Problems:
- a) List the kinds of problems that the Databricks interview guide says to expect in the technical phone screen.
- b) Reproduce the passage of the Databricks interview guide starting with "Company Context" and going on through "(AWS, Azure, GCP).".

— start of Text —

Databricks Interview Guide: Data Engineering Focus
Databricks builds the lakehouse. Their interviews test whether you can build distributed data systems that scale to petabytes. Here's how to prepare.
Company Context
Databricks was founded by the creators of Apache Spark, Delta Lake, and MLflow. The company's Unified Data Analytics Platform serves thousands of enterprises, processing exabytes of data daily. Understanding this origin is critical — interviewers expect candidates to think natively in distributed data paradigms.
The Interview Process
1. Recruiter Screen (30 min)
Standard logistics call. The recruiter will ask about your experience with distributed systems, data engineering, and your motivation for Databricks specifically. Be prepared to discuss your familiarity with Spark, Hadoop ecosystem tools, and cloud platforms (AWS, Azure, GCP).
2. Technical Phone Screen (60 min)
A coding round on CoderPad focusing on data-oriented problems. Expect problems involving:
- Processing and transforming large datasets efficiently
- Hash maps, sorting, and string manipulation
- SQL-style logic implemented in code
- Time complexity discussions for large-scale inputs
3. Virtual Onsite (4–5 rounds)

— end of Text —
— start of Extracted information —

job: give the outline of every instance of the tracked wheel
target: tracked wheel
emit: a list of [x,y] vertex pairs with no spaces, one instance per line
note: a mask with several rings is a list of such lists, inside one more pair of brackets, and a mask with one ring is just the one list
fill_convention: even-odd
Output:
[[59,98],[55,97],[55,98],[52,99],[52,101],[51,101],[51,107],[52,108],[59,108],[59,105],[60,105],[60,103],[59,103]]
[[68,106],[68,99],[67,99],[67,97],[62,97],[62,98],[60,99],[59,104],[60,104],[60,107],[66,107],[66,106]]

— end of Extracted information —

Solutions:
- a)
- Processing and transforming large datasets efficiently
- Hash maps, sorting, and string manipulation
- SQL-style logic implemented in code
- Time complexity discussions for large-scale inputs

- b)
Company Context
Databricks was founded by the creators of Apache Spark, Delta Lake, and MLflow. The company's Unified Data Analytics Platform serves thousands of enterprises, processing exabytes of data daily. Understanding this origin is critical — interviewers expect candidates to think natively in distributed data paradigms.
The Interview Process
1. Recruiter Screen (30 min)
Standard logistics call. The recruiter will ask about your experience with distributed systems, data engineering, and your motivation for Databricks specifically. Be prepared to discuss your familiarity with Spark, Hadoop ecosystem tools, and cloud platforms (AWS, Azure, GCP).